[Exercise details]
Reproduce the listing below verbatim, line for line, but omit the picture.

━━━ Supplied records

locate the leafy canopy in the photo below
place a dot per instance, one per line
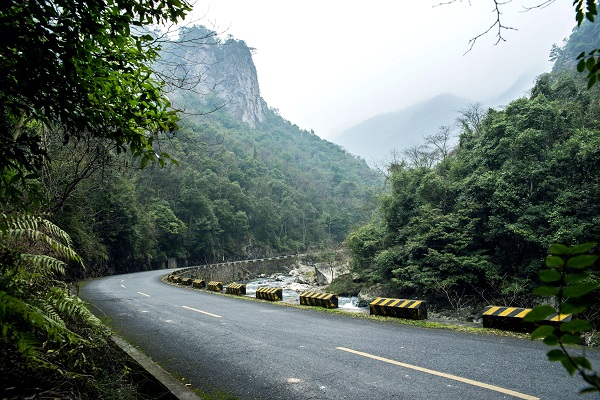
(84, 67)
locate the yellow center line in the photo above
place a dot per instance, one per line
(203, 312)
(442, 374)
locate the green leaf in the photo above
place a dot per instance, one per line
(572, 308)
(554, 261)
(582, 248)
(556, 248)
(556, 355)
(541, 332)
(575, 326)
(592, 81)
(546, 290)
(549, 275)
(580, 289)
(539, 313)
(582, 261)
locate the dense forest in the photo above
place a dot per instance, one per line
(472, 224)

━━━━━━

[Final answer]
locate the leafy canopy in the photo below
place a dot per instance, one per line
(84, 67)
locate the yellow center line in the photo above
place a dot per instance, one per line
(203, 312)
(442, 374)
locate the green leaf in the photo above
place a dot per instance, one per line
(572, 308)
(554, 261)
(582, 248)
(556, 248)
(556, 355)
(541, 332)
(575, 326)
(592, 81)
(546, 290)
(549, 275)
(580, 289)
(539, 313)
(582, 261)
locate the dense forest in the photo above
place a dot per instance, one per line
(472, 224)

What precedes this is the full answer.